>>
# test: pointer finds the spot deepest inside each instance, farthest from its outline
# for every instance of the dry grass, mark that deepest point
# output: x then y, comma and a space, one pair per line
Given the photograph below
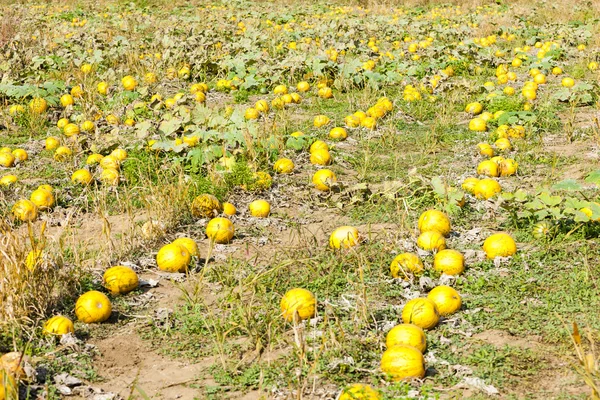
30, 287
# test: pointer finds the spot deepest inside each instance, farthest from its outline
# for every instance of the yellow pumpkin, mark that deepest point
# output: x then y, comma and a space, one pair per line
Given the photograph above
431, 240
421, 312
404, 264
344, 237
82, 177
173, 257
92, 307
408, 334
486, 188
206, 206
434, 220
323, 179
318, 145
62, 153
320, 157
129, 82
283, 166
229, 209
7, 160
8, 180
508, 167
110, 177
450, 262
358, 391
403, 362
58, 325
190, 244
25, 210
42, 198
446, 299
499, 245
259, 208
303, 86
298, 304
38, 105
20, 155
120, 279
220, 230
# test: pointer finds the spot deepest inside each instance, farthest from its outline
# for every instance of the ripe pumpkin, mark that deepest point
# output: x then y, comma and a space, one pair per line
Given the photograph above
173, 257
8, 180
62, 153
499, 245
82, 177
259, 208
318, 145
110, 177
421, 312
323, 179
92, 307
221, 230
431, 240
344, 237
434, 220
206, 206
508, 167
7, 160
25, 210
283, 166
486, 188
20, 155
450, 262
120, 279
42, 198
298, 304
408, 334
320, 157
58, 325
129, 83
403, 362
38, 105
358, 391
406, 263
446, 299
229, 209
190, 244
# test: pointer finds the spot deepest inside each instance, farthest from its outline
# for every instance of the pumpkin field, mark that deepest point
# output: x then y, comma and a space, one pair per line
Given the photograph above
299, 200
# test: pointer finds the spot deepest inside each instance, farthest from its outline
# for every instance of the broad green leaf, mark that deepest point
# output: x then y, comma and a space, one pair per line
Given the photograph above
570, 185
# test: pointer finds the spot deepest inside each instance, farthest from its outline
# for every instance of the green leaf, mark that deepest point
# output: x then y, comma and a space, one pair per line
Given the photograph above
550, 200
569, 185
169, 127
593, 177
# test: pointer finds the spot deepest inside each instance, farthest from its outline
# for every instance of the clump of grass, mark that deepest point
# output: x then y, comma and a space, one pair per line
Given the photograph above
34, 280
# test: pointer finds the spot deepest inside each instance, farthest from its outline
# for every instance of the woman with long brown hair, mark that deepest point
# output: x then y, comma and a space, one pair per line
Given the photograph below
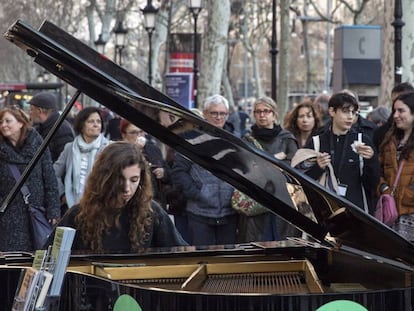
397, 149
116, 212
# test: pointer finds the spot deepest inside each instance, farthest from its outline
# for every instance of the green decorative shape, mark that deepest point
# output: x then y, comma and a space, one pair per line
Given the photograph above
342, 305
126, 303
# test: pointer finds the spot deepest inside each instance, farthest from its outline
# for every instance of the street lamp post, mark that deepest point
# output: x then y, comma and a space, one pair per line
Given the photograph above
398, 25
100, 44
195, 7
120, 37
273, 52
150, 13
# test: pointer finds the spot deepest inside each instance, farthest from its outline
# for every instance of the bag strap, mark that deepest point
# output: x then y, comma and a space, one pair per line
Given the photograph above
24, 189
316, 143
394, 186
361, 172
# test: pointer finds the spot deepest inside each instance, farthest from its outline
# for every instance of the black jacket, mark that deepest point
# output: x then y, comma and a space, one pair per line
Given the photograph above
63, 135
347, 166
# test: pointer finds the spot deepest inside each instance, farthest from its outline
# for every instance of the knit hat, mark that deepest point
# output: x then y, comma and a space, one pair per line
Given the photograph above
45, 100
268, 101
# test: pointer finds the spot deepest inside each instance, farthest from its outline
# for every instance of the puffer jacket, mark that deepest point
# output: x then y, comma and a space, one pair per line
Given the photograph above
207, 195
404, 193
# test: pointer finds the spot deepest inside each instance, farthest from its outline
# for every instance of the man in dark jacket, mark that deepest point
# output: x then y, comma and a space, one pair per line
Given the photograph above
43, 113
211, 219
340, 145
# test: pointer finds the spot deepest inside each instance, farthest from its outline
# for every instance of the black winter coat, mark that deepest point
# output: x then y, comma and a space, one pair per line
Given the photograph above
15, 232
347, 166
63, 135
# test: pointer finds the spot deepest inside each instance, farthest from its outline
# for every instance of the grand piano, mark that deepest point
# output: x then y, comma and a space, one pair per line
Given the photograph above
344, 253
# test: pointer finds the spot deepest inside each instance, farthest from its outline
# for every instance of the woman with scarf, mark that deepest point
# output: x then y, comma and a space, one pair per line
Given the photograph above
281, 143
19, 142
77, 158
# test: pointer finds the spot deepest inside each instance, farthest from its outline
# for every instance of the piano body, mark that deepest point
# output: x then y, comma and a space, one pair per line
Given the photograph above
348, 255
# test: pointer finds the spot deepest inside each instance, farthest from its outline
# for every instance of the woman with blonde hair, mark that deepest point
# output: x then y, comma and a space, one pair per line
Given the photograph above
303, 121
19, 142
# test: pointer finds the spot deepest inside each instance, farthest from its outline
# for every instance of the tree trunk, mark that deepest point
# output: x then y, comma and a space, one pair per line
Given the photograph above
284, 59
387, 54
407, 41
213, 52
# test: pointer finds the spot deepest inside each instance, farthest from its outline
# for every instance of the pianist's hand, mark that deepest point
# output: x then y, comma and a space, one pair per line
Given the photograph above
323, 159
53, 221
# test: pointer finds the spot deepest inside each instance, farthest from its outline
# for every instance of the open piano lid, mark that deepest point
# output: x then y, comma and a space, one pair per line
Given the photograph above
269, 181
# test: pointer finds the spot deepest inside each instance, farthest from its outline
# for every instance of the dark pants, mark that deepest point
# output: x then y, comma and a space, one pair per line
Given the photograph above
212, 231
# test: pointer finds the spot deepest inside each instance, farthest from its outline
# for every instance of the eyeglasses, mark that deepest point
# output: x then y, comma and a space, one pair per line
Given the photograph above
349, 111
216, 114
92, 121
137, 132
264, 111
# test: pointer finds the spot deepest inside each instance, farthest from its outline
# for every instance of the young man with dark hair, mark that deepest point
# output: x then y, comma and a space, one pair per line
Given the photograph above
351, 154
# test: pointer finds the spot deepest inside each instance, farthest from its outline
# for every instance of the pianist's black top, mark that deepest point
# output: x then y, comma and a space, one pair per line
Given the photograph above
162, 233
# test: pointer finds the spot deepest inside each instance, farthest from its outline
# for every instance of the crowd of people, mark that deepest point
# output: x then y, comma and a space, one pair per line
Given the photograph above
111, 183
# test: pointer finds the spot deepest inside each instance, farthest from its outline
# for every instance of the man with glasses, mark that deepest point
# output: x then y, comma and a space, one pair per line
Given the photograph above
267, 133
211, 219
44, 114
352, 154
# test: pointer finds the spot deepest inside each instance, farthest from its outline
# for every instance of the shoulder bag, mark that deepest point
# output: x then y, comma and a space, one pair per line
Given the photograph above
241, 202
386, 210
40, 226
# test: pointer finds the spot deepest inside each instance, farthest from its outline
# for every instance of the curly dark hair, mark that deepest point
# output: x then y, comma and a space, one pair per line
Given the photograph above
101, 203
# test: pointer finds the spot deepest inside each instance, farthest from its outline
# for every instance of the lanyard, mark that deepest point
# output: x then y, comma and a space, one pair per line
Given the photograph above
332, 146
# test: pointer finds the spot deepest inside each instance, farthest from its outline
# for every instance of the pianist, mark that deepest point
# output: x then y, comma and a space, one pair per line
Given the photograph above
116, 212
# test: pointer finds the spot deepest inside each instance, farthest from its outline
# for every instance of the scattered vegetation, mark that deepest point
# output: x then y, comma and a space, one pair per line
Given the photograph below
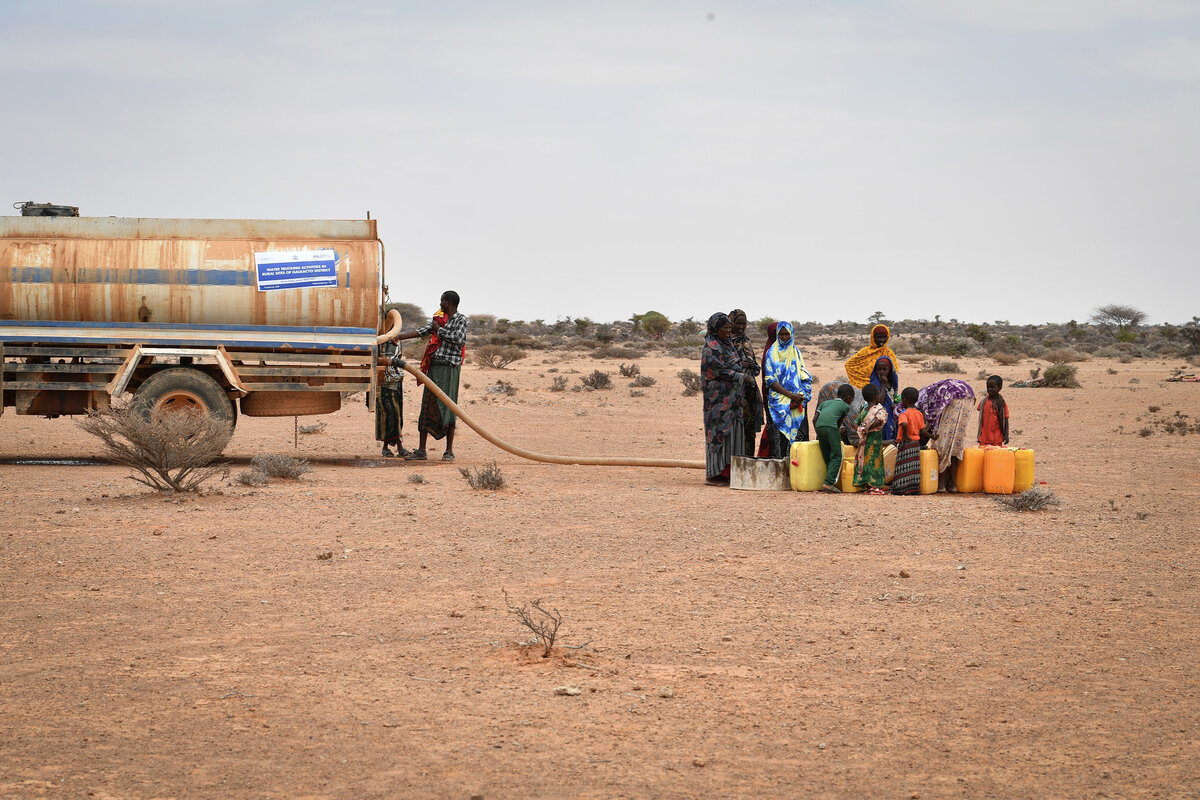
253, 477
487, 476
543, 623
690, 382
280, 465
498, 356
169, 451
1060, 376
1035, 499
598, 379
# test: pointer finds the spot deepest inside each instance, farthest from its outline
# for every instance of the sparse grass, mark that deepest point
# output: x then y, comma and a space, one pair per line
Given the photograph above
253, 477
543, 623
169, 451
1063, 355
598, 379
280, 465
1035, 499
690, 382
487, 476
1061, 376
498, 356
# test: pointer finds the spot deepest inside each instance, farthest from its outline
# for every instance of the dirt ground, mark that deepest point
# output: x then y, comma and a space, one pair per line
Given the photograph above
725, 644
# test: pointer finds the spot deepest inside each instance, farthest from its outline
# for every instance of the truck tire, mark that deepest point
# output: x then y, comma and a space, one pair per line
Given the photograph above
289, 403
184, 388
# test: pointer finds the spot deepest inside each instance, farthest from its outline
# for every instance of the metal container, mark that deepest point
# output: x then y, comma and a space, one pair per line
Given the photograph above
112, 270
<<
#### [ABOUT THIS TASK]
A count is needed of the lines in this data that contain "with"; give the number and no other text.

#### [TASK RESULT]
5